Given passage:
--- Begin ---

Converting int to int* then back to int

Question

I am missing something obvious here but consider the following,

int k = 10;
int *p = &k;
int i = (int)p;

above produces,

warning: cast from pointer to integer of different size

and following,

int k = 10;
int *p = &k;
int i = p;

causes,

warning: initialization makes integer from pointer without a cast

a bit of googling lead me to,

Converting a pointer into an integer

which advices using uintptr_t,

int k = 10;
int *p = &k;
int i = (uintptr_t)p;

above works no errors no warnings. So my question is k is an int and p is an int pointer pointing to k why do i get an error dereference p?

Answer 1

int k = 10;
int *p = &k;
int i = *p;

Note the * before p on the last line. Dereference the pointer to get the int it points to.

EDIT: I'm not very familar with uintptr_t, but I ran the code int i = (uintptr_t)p; The result that is stored into i is the memory address of k, not 10. The cast tells the compiler that you really want to turn the address into an integer (so there's no warning; because you are insisting to the compiler that you know what you are doing) but does not dereference the pointer.

Answer 2

You get an error because you didn't actually dereference p, you just casted it (forcefully changed its type) from int*. To dereference, you need to use the * operator, like so:

int i = *p;

Answer 3

You aren't dereferencing the pointer, so you are assigning the address of the pointer to an int.

int i = *p;

Is what you most likely wanted.

--- End ---

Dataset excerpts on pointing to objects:
--- Begin ---

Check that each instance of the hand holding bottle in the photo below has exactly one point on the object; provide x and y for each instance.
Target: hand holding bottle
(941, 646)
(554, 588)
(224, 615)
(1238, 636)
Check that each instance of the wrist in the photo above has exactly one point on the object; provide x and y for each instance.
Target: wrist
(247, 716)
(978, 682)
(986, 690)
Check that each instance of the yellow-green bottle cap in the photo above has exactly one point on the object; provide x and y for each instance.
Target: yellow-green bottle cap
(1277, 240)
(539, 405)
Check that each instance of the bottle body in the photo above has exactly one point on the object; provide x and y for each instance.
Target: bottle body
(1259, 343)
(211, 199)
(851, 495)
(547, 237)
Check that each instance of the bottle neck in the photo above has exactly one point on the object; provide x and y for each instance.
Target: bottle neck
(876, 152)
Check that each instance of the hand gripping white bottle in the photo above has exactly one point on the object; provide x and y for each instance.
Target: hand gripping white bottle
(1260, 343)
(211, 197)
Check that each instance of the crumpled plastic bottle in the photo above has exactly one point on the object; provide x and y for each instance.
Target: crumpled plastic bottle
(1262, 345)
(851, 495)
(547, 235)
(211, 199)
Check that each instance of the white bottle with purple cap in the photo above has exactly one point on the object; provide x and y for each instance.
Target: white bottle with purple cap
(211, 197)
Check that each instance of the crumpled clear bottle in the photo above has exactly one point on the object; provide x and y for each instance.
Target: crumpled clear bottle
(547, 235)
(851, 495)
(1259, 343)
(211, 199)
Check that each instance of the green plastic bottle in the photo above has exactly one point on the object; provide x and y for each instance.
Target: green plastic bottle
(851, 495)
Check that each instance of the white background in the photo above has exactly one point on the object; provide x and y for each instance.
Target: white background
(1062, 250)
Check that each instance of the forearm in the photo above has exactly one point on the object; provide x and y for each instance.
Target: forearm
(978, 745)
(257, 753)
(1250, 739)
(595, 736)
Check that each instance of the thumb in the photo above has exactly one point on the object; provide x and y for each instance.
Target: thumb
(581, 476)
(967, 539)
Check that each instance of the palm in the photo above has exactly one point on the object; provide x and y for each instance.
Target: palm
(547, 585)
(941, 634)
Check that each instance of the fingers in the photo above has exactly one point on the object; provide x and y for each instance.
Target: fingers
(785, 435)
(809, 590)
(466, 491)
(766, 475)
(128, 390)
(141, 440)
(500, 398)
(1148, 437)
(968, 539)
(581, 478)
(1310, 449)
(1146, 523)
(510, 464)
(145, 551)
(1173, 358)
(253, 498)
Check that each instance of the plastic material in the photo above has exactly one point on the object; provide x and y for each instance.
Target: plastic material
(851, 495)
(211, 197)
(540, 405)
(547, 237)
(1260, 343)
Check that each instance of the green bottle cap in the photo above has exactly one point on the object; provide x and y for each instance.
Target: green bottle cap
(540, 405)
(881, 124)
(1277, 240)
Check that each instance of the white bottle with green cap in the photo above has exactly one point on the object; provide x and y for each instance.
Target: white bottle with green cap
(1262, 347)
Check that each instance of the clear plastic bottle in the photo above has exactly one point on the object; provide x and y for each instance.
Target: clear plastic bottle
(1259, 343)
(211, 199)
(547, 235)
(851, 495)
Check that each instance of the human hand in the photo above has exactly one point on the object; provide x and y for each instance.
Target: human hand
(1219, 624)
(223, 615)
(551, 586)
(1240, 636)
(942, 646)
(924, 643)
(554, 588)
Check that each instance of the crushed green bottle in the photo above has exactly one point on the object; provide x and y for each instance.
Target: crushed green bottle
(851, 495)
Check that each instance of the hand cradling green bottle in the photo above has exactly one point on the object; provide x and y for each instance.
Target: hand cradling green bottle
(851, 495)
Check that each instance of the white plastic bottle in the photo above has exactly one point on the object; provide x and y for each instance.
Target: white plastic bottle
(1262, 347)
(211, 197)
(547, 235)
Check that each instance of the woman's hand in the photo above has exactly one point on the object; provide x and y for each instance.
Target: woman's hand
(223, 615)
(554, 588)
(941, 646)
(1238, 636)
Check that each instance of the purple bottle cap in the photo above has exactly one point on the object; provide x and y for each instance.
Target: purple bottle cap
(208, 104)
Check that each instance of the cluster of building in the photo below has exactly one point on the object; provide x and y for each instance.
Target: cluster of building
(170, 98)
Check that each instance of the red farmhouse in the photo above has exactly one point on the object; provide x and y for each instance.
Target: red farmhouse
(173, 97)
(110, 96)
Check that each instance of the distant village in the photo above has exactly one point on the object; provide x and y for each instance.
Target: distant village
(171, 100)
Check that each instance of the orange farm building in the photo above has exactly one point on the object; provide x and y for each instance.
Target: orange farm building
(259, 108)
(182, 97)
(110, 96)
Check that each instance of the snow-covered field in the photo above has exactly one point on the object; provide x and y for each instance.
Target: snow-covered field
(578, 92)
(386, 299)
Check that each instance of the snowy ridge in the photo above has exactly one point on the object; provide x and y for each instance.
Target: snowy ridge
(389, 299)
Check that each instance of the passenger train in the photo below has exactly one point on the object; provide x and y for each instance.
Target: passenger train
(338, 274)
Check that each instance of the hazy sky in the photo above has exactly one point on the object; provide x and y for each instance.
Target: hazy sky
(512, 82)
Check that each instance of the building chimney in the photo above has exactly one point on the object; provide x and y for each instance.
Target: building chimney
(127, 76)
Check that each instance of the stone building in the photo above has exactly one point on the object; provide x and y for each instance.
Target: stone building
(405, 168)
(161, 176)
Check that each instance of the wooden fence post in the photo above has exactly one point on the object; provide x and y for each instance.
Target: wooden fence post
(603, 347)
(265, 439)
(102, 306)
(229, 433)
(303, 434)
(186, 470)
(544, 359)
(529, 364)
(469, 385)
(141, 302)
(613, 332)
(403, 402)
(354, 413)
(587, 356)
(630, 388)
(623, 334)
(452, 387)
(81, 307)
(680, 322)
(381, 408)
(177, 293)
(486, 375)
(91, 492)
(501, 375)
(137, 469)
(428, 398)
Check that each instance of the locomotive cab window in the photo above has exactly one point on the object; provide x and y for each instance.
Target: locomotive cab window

--- End ---

Description of the task:
Answer these questions from the pointer-conversion thread.
1. What warning does the line "int i = (int)p;" produce?
2. Which type did the asker's search recommend for the cast?
3. According to the edit in the first answer, what is stored in i by "int i = (uintptr_t)p;"?
The rows have no role in any of the tasks.

Finished answer:
1. warning: cast from pointer to integer of different size
2. uintptr_t
3. The memory address of k, not 10.